Aim of the task - Would you restate, exactly as they appear, the lines from the one containing "In this picture, where can the distant house" through the end of the data below?

Raw records -
□ □ □ □

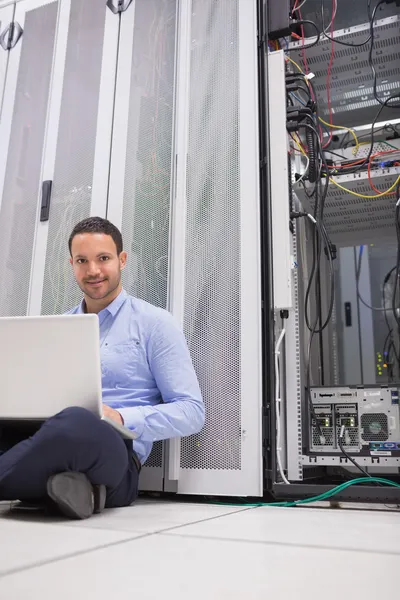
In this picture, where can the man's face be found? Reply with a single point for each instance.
(97, 266)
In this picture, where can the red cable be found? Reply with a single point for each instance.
(369, 172)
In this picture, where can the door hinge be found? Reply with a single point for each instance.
(118, 6)
(10, 36)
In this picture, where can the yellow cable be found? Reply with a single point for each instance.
(296, 140)
(355, 150)
(360, 195)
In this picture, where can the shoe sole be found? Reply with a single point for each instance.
(73, 494)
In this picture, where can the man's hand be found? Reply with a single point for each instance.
(112, 414)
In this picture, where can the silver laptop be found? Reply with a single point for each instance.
(48, 364)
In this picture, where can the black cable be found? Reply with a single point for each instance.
(302, 23)
(313, 166)
(370, 62)
(347, 455)
(396, 281)
(338, 41)
(388, 127)
(390, 330)
(367, 158)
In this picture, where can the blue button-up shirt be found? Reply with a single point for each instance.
(147, 372)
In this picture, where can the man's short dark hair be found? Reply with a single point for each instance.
(97, 225)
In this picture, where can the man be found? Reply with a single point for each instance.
(149, 384)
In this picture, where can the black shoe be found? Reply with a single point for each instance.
(75, 496)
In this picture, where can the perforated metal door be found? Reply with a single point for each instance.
(79, 135)
(6, 16)
(140, 190)
(222, 295)
(22, 134)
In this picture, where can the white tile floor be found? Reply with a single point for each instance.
(158, 549)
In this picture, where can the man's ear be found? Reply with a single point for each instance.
(122, 260)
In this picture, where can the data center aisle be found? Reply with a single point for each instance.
(158, 549)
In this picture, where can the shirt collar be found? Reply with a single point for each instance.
(112, 308)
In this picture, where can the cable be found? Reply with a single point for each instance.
(396, 281)
(362, 195)
(295, 7)
(340, 441)
(305, 170)
(353, 133)
(321, 497)
(370, 62)
(333, 15)
(369, 169)
(277, 407)
(302, 23)
(324, 29)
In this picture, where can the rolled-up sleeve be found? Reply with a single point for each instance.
(181, 411)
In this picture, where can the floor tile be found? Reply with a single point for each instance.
(360, 530)
(172, 566)
(25, 542)
(153, 516)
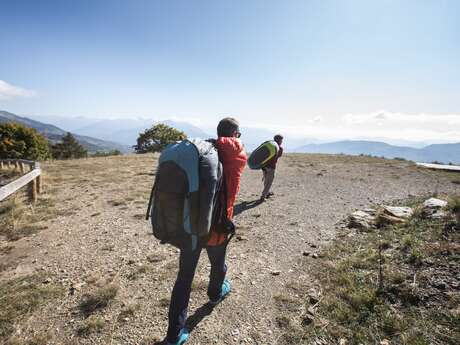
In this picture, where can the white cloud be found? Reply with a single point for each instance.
(379, 125)
(416, 120)
(8, 91)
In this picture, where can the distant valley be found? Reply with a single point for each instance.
(108, 134)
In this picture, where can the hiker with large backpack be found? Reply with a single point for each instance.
(191, 207)
(269, 169)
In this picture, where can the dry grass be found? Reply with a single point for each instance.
(408, 302)
(22, 296)
(98, 299)
(92, 324)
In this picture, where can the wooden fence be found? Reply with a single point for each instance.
(32, 178)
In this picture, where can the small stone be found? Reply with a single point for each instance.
(399, 212)
(361, 220)
(434, 203)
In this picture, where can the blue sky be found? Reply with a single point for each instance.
(314, 68)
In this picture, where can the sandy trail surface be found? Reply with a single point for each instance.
(97, 235)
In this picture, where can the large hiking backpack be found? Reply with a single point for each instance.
(185, 193)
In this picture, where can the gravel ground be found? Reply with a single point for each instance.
(97, 234)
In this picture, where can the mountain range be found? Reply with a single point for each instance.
(107, 134)
(54, 134)
(446, 153)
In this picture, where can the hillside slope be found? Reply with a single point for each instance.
(55, 134)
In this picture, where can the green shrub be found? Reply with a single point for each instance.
(20, 142)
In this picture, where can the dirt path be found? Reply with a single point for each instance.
(98, 235)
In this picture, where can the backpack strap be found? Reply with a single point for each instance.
(149, 207)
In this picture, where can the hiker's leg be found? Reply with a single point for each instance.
(216, 256)
(269, 176)
(180, 296)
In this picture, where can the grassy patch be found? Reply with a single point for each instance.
(397, 283)
(36, 339)
(98, 299)
(22, 296)
(128, 311)
(90, 325)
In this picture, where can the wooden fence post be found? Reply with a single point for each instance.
(33, 190)
(39, 184)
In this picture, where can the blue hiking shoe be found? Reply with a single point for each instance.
(183, 337)
(226, 288)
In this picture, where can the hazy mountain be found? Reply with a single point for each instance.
(191, 130)
(70, 124)
(445, 153)
(54, 133)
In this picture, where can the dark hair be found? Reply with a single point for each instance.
(227, 126)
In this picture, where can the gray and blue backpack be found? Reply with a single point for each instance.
(185, 194)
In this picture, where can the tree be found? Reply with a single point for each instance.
(68, 148)
(20, 142)
(155, 139)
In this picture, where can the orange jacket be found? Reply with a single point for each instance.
(233, 158)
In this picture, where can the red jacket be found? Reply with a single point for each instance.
(233, 158)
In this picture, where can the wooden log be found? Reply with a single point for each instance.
(12, 187)
(33, 190)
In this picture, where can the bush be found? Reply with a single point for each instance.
(68, 148)
(20, 142)
(155, 139)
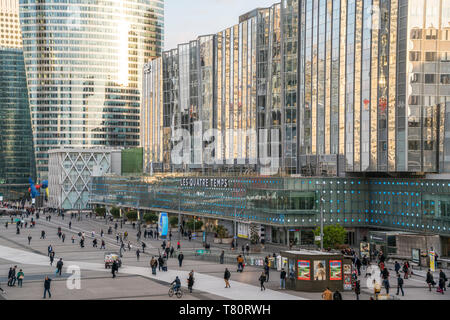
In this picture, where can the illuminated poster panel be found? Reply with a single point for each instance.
(304, 270)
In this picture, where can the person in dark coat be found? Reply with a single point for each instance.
(442, 275)
(180, 259)
(267, 271)
(114, 268)
(262, 279)
(430, 279)
(357, 289)
(47, 282)
(191, 281)
(59, 266)
(400, 283)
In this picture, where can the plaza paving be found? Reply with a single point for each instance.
(135, 280)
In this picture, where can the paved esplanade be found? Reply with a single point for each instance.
(205, 283)
(135, 280)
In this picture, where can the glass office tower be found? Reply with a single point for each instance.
(84, 64)
(16, 143)
(351, 87)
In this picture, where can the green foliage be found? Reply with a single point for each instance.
(221, 231)
(132, 215)
(194, 225)
(173, 221)
(100, 211)
(150, 218)
(115, 212)
(334, 236)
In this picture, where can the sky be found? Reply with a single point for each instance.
(185, 20)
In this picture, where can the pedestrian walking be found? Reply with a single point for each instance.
(376, 289)
(337, 296)
(20, 276)
(405, 270)
(266, 271)
(153, 265)
(386, 283)
(327, 295)
(180, 259)
(283, 279)
(443, 276)
(397, 267)
(114, 268)
(357, 289)
(59, 266)
(191, 281)
(400, 283)
(160, 263)
(47, 283)
(262, 280)
(240, 262)
(10, 277)
(226, 277)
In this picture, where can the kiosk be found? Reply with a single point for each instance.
(314, 271)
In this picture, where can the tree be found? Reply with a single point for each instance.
(173, 221)
(100, 211)
(132, 216)
(333, 236)
(150, 218)
(115, 212)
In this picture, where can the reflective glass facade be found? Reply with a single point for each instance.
(349, 85)
(414, 205)
(16, 143)
(84, 63)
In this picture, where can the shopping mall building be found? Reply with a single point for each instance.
(348, 100)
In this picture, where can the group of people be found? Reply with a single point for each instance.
(441, 282)
(14, 276)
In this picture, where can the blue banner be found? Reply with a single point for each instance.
(163, 224)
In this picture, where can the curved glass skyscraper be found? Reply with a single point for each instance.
(84, 63)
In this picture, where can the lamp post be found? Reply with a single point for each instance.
(322, 201)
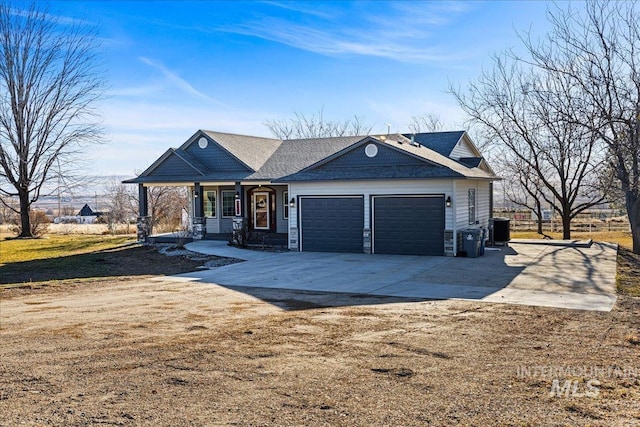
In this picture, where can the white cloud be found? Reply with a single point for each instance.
(176, 81)
(404, 33)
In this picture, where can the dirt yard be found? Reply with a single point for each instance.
(157, 352)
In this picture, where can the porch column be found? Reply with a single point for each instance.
(199, 220)
(238, 220)
(143, 224)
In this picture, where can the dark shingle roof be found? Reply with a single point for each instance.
(293, 155)
(440, 142)
(253, 151)
(302, 159)
(471, 162)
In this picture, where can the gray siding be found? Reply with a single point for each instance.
(173, 166)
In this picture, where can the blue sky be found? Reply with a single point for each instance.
(176, 67)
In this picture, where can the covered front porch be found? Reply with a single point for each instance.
(218, 209)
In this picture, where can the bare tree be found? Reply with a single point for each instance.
(522, 108)
(50, 83)
(597, 51)
(121, 204)
(316, 126)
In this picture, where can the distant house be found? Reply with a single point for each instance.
(389, 194)
(85, 216)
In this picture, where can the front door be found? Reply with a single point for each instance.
(261, 211)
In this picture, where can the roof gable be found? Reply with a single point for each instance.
(294, 155)
(372, 158)
(440, 142)
(213, 156)
(356, 157)
(173, 164)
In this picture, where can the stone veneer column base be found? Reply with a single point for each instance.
(143, 226)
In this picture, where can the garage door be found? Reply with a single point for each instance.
(408, 225)
(331, 224)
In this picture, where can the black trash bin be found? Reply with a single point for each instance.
(472, 241)
(501, 232)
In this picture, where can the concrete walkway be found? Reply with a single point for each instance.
(540, 275)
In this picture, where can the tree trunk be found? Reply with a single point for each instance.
(539, 214)
(633, 211)
(566, 226)
(25, 210)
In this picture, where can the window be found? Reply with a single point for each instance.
(285, 204)
(210, 203)
(228, 203)
(472, 206)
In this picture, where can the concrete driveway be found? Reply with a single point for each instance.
(530, 274)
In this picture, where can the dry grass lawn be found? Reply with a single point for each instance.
(150, 350)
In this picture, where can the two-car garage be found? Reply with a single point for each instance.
(400, 224)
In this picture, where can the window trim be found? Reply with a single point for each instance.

□ □ □ □

Result of the exercise -
In this picture, where can the distant house be found? Reply with a single point for each instance.
(389, 194)
(85, 216)
In this picture, where can the front door be found? Reply with a single point for each instance.
(261, 211)
In this picture, where can the roof gable be found? Reply with a single point for each instance.
(294, 155)
(372, 158)
(440, 142)
(213, 156)
(356, 157)
(173, 164)
In this picture, where can the stone veneer column base be found? Reply with a single point for each instance.
(143, 226)
In this picture, where can the garage door be found? Reply with a single point for each instance.
(408, 225)
(331, 224)
In this picture, where can the black trash bin be found? Reply with a single point for each instance.
(472, 241)
(501, 232)
In this picture, where can the concrete walkway be found? Reply with a single point for each instance.
(540, 275)
In this picture, where can the tree trunk be found? Reply with a single point for each instance.
(539, 214)
(633, 211)
(566, 226)
(25, 210)
In this picture, where can the window be found? Reply with a single point for each instance.
(285, 204)
(210, 203)
(228, 203)
(472, 206)
In this picture, where can the concrete driveway be found? Reply with a single point for each instance.
(530, 274)
In this picture, where can the dry grass lawn be found? Reply with a single point for each instance.
(150, 350)
In this picture, where can the two-car garage be found? Reply with a single point for each instance.
(400, 224)
In this picture, where can the window trim be found? Reply with a single point for each instance.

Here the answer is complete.